Clerical work offered no appeal; George wrote to give his parents the news that he was leaving the army. He begged them not to intercede, or to pull strings; what was done was done. ‘I can’t help but feel pretty depressed,’ he admitted. He had no idea as to what he should do next.

My father’s despair sounds authentic; nevertheless, I feel dissatisfied. The specialist’s report has survived. It states that he was incapable of strenuous exercise; in the diaries, however, he recorded his cycling trips. During the early part of September, while he was still at Thrumpton, he had been notching up as much as forty miles a day. More tellingly, a letter from one of his Winchester classmates, Philip Parr, congratulated him on the good fortune of his escape, ‘knowing you loathe the army as much as I do.’ (Philip wasn’t so lucky; he was killed on service in Greece the following summer.)

‘Effort syndrome’ sounds like a bad joke. When I investigate, it turns out to be a new name for the condition known as ‘soldier’s heart’. First observed in the American Civil War, this was brought on by stressful situations. Soldiers on the Western Front suffered from it; so, later, did those serving in Vietnam and the Gulf War. But there’s a difference. These men were on active service, living under the daily threat of death. My father’s effort syndrome was a response to the unpleasant, but far from dangerous, routine of daily drill.

‘I won’t have you saying your father was a coward,’ my mother says with the fierce loyalty that can still take me by surprise, given all that she has endured. ‘He probably got on the wrong side of his drill sergeant. And you know he hadn’t been well.’

‘Then why didn’t he take a desk job? He had a good brain. Couldn’t he have worked for the Ministry of Information, or at Bletchley?’

But I’ve lost my mother’s sympathy. Crossly, she reminds me how poorly I always did at team sports. ‘Just like him, you see. I keep telling you so.’

‘I had bad eyesight.’ My voice is sharp and defensive; I hate being reminded of my unhappy schooldays. ‘And it was a completely different situation. There wasn’t a war going on.’

This opens the way for my mother to remind me, not for the first time, that I haven’t the slightest idea of how it felt to be at war, or to experience training drill. ‘You’re determined to show him in a bad light,’ she says. ‘And he can’t answer back.’

This is the first of our discussions that has ended in disagreement. My mother, who carried on as a hard-working member of the ATS, even after suffering a nervous breakdown, doesn’t want to accept that she married somebody less courageous than herself. Pneumonia had seemed a respectable reason for a discharge; the idea that George suffered from this absurdly named ‘effort syndrome’ is an embarrassment.

§ DATASET CONTENT:
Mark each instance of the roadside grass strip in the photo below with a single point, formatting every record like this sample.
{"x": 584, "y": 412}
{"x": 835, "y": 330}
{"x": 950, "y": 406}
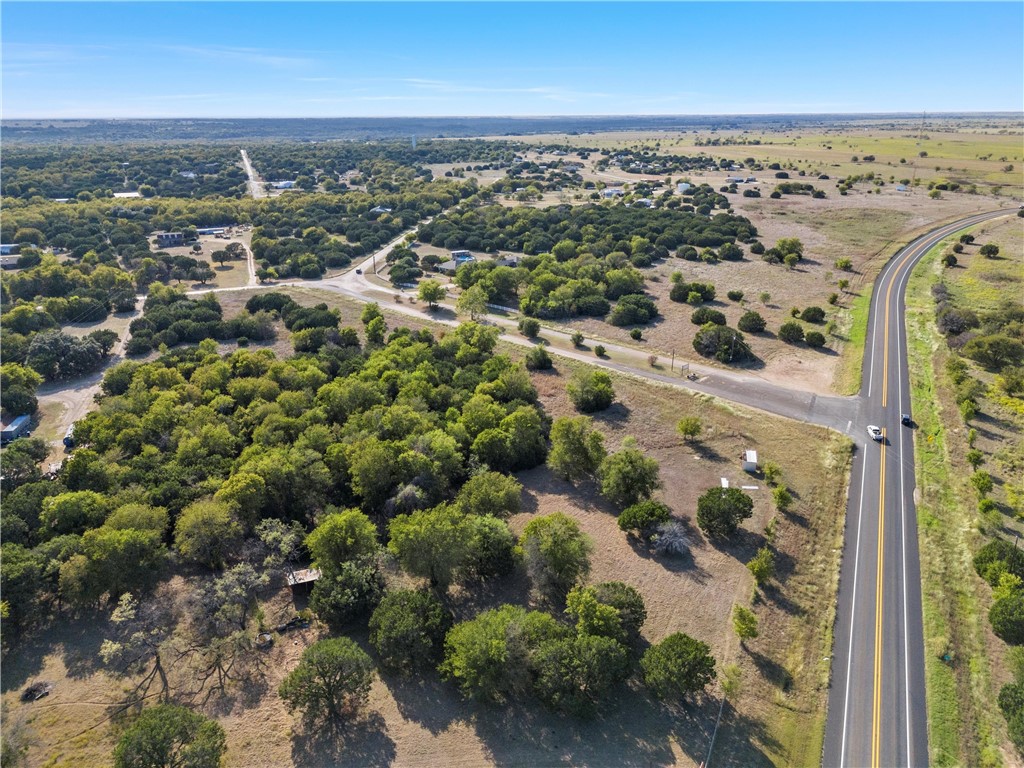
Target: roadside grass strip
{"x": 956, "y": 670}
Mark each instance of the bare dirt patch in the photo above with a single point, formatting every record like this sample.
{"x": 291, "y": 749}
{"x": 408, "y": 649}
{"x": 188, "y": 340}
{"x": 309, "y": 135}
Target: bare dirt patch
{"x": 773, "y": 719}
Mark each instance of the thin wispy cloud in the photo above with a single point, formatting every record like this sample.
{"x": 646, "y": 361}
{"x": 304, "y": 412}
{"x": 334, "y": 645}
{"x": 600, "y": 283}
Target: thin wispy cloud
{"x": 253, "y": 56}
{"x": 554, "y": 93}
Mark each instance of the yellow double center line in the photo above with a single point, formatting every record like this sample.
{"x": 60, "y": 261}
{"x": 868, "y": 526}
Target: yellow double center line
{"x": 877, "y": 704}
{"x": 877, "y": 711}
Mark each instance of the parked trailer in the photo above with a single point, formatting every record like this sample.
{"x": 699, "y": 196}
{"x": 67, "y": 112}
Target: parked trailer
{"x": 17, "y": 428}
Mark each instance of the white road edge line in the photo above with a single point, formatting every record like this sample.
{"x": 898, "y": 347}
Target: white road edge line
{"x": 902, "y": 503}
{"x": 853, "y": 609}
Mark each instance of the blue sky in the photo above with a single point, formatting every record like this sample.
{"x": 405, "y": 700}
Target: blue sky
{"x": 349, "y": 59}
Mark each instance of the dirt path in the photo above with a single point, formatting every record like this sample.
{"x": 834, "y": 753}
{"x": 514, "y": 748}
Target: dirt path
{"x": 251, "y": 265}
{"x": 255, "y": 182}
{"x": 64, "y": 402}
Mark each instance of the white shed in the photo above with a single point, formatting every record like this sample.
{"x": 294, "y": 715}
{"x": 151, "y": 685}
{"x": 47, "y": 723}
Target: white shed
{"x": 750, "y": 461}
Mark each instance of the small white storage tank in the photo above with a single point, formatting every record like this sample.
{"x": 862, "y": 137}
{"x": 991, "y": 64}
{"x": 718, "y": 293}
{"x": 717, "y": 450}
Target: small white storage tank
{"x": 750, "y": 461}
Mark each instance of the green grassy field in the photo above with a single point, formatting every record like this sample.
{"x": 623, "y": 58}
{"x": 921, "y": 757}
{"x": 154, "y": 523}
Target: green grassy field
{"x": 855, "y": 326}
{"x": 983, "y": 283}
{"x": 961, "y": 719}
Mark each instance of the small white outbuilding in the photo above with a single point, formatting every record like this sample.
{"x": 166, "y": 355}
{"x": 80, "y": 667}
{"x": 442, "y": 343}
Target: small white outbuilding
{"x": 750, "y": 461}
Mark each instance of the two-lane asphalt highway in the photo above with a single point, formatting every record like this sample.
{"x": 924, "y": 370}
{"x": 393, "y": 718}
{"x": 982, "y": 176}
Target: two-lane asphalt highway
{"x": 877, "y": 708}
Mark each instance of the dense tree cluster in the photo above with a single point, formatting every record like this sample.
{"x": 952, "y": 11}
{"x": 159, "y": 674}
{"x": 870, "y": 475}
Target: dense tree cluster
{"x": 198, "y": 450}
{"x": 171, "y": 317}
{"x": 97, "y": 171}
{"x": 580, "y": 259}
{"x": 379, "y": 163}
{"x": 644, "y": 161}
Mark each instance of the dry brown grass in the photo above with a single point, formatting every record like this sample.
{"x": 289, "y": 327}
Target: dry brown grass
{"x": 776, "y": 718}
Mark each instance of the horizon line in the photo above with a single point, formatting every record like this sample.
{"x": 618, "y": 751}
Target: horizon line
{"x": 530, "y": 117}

§ YOUR TASK:
In the passage about George leaving the army, how many miles a day had he been cycling during the early part of September?

§ TASK RESULT:
As much as forty miles a day.